Golden was pleased to share his recollections when asked to look back, but to say he was on the quiet side as a player would be putting it mildly.

Sportswriter Joe Reichler compared Golden to Gary Cooper and wrote: “He must be one of the most frugal men with words in the baseball world.”

There are also stories of how Golden would be rather shy on pre-game or post-game shows, even after pitching a good game, limiting his answers to one or two words. He recalled one of his minor-league managers, Danny Ozark, nicknaming him “Gabby.”

Why was he so quiet?

“My thought is that if you had to tell someone how good you are, maybe you’re not that good,” he said more than 50 years later.

In 1963, Golden’s time in the big leagues was shortened by a right shoulder injury (A few years ago, he had an MRI done on that shoulder and the doctors found a rotator cuff tear.). He tried to pitch through it in the minors, but was ineffective. That offseason, he was traded to the White Sox for Nellie Fox (meaning he’d been traded for a pair of Hall-of-Famers in his career). Golden pitched a season for the Indianapolis Indians, than decided to retire.

Golden has enjoyed a happy post-baseball career. He has been married to his wife, Madalene, since 1956, and the two of them raised four sons (one of whom was named after Robin Roberts) in Topeka. After retiring from baseball, Golden went to work for Goodyear, spending 32 years in their quality control department. He’s still able to play golf (he once shot a 59) and has recorded three holes-in-one.

Supplied material:
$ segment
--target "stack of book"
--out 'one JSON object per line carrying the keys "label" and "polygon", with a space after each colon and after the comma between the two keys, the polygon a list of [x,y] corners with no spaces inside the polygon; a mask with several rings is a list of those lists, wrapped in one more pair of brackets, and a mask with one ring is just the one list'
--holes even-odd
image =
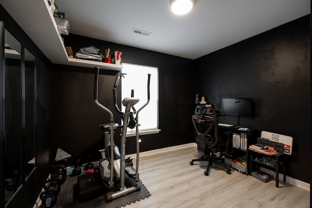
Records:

Exercises to complete:
1/ The passage about Golden asks why he was so quiet as a player. In one to three sentences, explain the reason he gave.
2/ According to the passage about Golden, how many years did he work in Goodyear's quality control department?
3/ Continue the passage about Golden's playing days and later life, starting right after its last sentence.

Expected results:
1/ Golden believed that if you had to tell someone how good you are, you might not really be that good. He gave this explanation more than 50 years after his playing days.

2/ He worked there for 32 years.

3/
“To me, a lot of the great things that happened in baseball were just the ability to walk on the field at the Polo Grounds, Sportsman’s Park and the L.A. Coliseum,” Golden said. “That’s history.”

Last revised: March 3, 2015

 

Sources

Reichler, Joe. Here Come the Colts: Jim Golden. Prentice-Hall, 1962.

Top 100: No. 73, Jim Golden,” Topeka Capital Journal, July 30, 2011, http://cjonline.com/sports/2011-07-30/top-100-no-73-jim-golden

The Golden Arm 60 Years Ago Belonged to Silver Lake Ace,” Topeka Capital Journal, July 12, 2014

Baseball-Reference.com

Retrosheet.org

WABC, 770 AM. New York Mets vs. Houston Colt .45s, May 21, 1962 (Lindsay Nelson, Bob Murphy, Ralph Kiner).

ASA Marketing, “2014 Shawnee County Baseball Hall of Fame induction,” YouTube video, http://www.youtube.com/watch?v=cE8b6fuBjzA

Jim Golden, interview, January 6, 2014

Full Name

James Edward Golden

Born

March 20, 1936 at Eldon, MO (USA)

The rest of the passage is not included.